▶ _WORK INSTRUCTIONS_
1. In the article about the Afghan girl, what name did the woman identified as the girl in McCurry's photograph turn out to have?
2. Decide whether each statement below agrees with the article about the Afghan girl. Answer yes or no for each, and quote the words from the article that decide it.
(a) McCurry took the original photograph at the Nasir Bagh refugee camp.
(b) The photograph first appeared on the cover of the April 2002 issue of National Geographic.
(c) Gula had seen the famous photograph before 2002.

The Search for the National Geographic Afghan Girl

September 30, 2013

One of the most famous photographs of the 20th century is the the National Geographic Afghan Girl. This story was originally published in Uncle John’s Slightly Irregular Bathroom Reader.  

national geographic Afghan girlSNAPSHOT

In December 1984, a National Geographic photographer named Steve McCurry visited the Nasir Bagh refugee camp on the Afghan/Pakistan border while covering the war between the Soviet Union and Afghanistan. While there he snapped a photograph of a 12-year-old girl with haunting blue-green eyes. The girl had been living in the camp ever since Soviet helicopters had bombed her village five years earlier, killing both her parents.

McCurry didn’t have a translator with him that day, so he never got the girl’s name. But the photograph, which appeared on the cover of the June 1985 issue, went on to become the single most recognized photograph in National Geographic’s 125-year history and one of the most reproduced images in the world.


As the image’s fame grew, so did the mystery: Who was the girl?

“I don’t think a week has gone by for 15 years,” McCurry told National Geographic in 2002, “that I don’t get requests from people trying to get information about her.”

McCurry went on assignment to the region 10 more times in the years that followed, and each time he searched for the Afghan girl, but couldn’t find her. Then in January 2002, he and a team from National Geographic made one more trip to the Nasir Bagh refugee camp to try to track her down. The girl—who by then would have been a woman of about 30—apparently hadn’t lived in the camp for several years. But McCurry hoped they might find someone who knew her. The camp was scheduled to be demolished, so it was their last chance. Once Nasir Bagh was gone, there would be little hope of ever finding her.


At the refugee camp the team pursued several false leads before finally meeting a man who claimed to recognize the girl in the photograph.

This guy seemed authentic. He said the woman was his neighbor’s wife and even offered to go and get her.

Several days later, the man returned with the woman’s husband.

In Afghanistan, women do not meet men other than family members, so McCurry was not allowed to see her. He sent a female member of the team, Carrie Regan, to photograph her face, so that it could be compared against the photos taken in 1984.

One look at the new photos was all it took. McCurry was certain that this woman, whose name was Sharbat Gula, was the same person he’d photographed 17 years earlier. But to be sure, he had photo analysts compare the irises of the girl in the 1984 photos with those of the woman in the 2002 photos. Result: They were 99.9% certain that Sharbat was the girl (an FBI analysis of her facial features came to the same conclusion). McCurry quickly negotiated with the family and not only received permission to meet Gula, but also to photograph her a second time for the April 2002 issue of National Geographic.


So what had happened to the “Afghan girl” in the intervening years? She had lived at Nasir Bagh until 1992 (she returned to Afghanistan during a lull in the fighting between the Soviets and Afghan rebels). She married a baker and had four daughters, one of whom died in infancy. Life for Gula had been hard and it showed in her face. Although only about 30 (she doesn’t know exactly when she was born), she looked much older. One thing hadn’t changed, though: “Her eyes are as haunting now as they were then,” says McCurry. And although Gula is the subject of one of the most famous photographs of the 20th century, it was only in 2002 that she saw the photo for the first time.

Gula has returned to her normal life. National Geographic provides medical assistance and other aid, and is seeing that her daughters receive an education. But the magazine will not reveal where she lives, ensuring that the girl with the haunting eyes will likely live out the rest of her life as she wishes—in anonymity, never to be heard from again.

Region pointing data

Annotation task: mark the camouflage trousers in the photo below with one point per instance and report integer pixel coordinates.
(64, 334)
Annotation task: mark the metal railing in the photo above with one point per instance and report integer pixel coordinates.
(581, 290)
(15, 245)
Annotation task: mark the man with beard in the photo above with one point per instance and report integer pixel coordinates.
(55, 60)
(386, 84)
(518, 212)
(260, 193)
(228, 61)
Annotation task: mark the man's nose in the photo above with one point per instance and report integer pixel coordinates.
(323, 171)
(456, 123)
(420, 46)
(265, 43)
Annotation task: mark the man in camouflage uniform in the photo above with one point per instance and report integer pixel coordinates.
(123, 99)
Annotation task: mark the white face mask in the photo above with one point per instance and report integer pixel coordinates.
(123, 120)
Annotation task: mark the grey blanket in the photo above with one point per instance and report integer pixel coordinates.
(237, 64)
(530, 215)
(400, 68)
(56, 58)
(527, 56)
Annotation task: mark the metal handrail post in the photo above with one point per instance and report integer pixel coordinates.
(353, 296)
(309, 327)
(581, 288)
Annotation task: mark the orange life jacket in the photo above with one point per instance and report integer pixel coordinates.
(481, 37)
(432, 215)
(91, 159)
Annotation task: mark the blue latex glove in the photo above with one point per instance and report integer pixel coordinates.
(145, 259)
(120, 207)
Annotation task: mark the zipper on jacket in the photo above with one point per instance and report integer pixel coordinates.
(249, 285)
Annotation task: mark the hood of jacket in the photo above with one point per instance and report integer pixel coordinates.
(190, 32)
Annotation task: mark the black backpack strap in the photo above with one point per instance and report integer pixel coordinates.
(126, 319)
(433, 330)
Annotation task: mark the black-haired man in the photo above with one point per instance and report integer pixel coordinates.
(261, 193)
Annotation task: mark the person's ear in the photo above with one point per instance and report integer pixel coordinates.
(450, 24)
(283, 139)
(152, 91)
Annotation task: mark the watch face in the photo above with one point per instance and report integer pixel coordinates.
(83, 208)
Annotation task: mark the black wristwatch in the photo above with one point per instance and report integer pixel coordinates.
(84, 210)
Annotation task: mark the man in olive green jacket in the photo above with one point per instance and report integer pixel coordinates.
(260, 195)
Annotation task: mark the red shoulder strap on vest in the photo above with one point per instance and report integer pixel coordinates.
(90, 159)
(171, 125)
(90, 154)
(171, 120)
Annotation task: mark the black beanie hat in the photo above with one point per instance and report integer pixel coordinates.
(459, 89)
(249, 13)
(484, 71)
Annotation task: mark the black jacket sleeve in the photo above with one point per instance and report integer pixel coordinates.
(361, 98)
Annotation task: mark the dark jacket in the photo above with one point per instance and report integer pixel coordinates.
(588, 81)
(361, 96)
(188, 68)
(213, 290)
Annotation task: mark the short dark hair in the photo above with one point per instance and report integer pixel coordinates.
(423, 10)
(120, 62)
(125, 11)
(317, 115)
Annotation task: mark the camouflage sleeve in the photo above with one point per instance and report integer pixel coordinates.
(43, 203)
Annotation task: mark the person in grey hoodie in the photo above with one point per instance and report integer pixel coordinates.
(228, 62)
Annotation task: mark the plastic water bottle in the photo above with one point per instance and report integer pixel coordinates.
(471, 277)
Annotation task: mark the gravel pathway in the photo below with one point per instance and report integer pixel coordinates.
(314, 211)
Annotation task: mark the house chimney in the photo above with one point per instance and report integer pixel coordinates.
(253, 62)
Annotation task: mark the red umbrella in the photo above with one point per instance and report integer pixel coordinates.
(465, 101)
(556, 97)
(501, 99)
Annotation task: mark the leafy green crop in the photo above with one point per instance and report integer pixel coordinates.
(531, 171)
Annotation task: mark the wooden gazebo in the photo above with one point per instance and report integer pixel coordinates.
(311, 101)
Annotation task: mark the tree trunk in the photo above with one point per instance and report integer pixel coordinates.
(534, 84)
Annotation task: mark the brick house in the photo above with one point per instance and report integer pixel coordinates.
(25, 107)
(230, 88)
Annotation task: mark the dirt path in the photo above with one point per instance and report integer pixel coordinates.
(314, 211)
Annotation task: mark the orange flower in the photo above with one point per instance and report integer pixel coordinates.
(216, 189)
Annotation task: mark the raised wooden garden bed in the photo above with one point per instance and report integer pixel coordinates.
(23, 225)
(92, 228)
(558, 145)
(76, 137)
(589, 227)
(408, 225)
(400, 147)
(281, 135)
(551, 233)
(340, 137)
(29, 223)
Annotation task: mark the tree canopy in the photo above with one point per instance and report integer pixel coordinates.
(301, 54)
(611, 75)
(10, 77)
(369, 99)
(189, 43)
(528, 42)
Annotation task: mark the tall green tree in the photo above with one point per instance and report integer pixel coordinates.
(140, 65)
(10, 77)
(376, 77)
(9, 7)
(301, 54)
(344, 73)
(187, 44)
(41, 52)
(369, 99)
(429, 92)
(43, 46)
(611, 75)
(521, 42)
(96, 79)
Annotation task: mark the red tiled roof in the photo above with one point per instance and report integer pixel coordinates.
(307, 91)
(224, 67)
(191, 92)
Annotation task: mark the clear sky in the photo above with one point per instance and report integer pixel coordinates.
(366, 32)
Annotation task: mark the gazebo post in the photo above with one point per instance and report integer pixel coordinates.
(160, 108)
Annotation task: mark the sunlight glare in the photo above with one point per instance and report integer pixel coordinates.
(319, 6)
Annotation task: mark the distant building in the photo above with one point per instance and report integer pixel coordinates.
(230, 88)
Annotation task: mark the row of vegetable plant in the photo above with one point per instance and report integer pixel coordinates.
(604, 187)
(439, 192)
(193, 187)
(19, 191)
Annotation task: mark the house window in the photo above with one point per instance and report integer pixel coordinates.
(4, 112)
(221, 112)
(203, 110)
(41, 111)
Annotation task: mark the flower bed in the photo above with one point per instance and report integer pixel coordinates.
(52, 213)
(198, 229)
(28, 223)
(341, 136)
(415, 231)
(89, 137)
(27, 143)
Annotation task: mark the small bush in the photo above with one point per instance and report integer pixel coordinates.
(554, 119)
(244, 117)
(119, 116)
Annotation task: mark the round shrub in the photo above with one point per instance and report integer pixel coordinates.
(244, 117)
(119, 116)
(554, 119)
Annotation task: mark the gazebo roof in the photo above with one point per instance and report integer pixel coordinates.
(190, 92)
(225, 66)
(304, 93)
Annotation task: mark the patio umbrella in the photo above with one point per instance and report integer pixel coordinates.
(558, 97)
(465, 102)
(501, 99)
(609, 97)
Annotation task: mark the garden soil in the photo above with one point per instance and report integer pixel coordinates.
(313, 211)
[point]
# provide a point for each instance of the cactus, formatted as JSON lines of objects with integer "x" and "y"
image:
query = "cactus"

▶ _WRITTEN ANSWERS_
1. Sharbat Gula

2.
(a) Yes: "visited the Nasir Bagh refugee camp on the Afghan/Pakistan border" and "While there he snapped a photograph of a 12-year-old girl with haunting blue-green eyes."
(b) No: "the photograph, which appeared on the cover of the June 1985 issue"
(c) No: "it was only in 2002 that she saw the photo for the first time."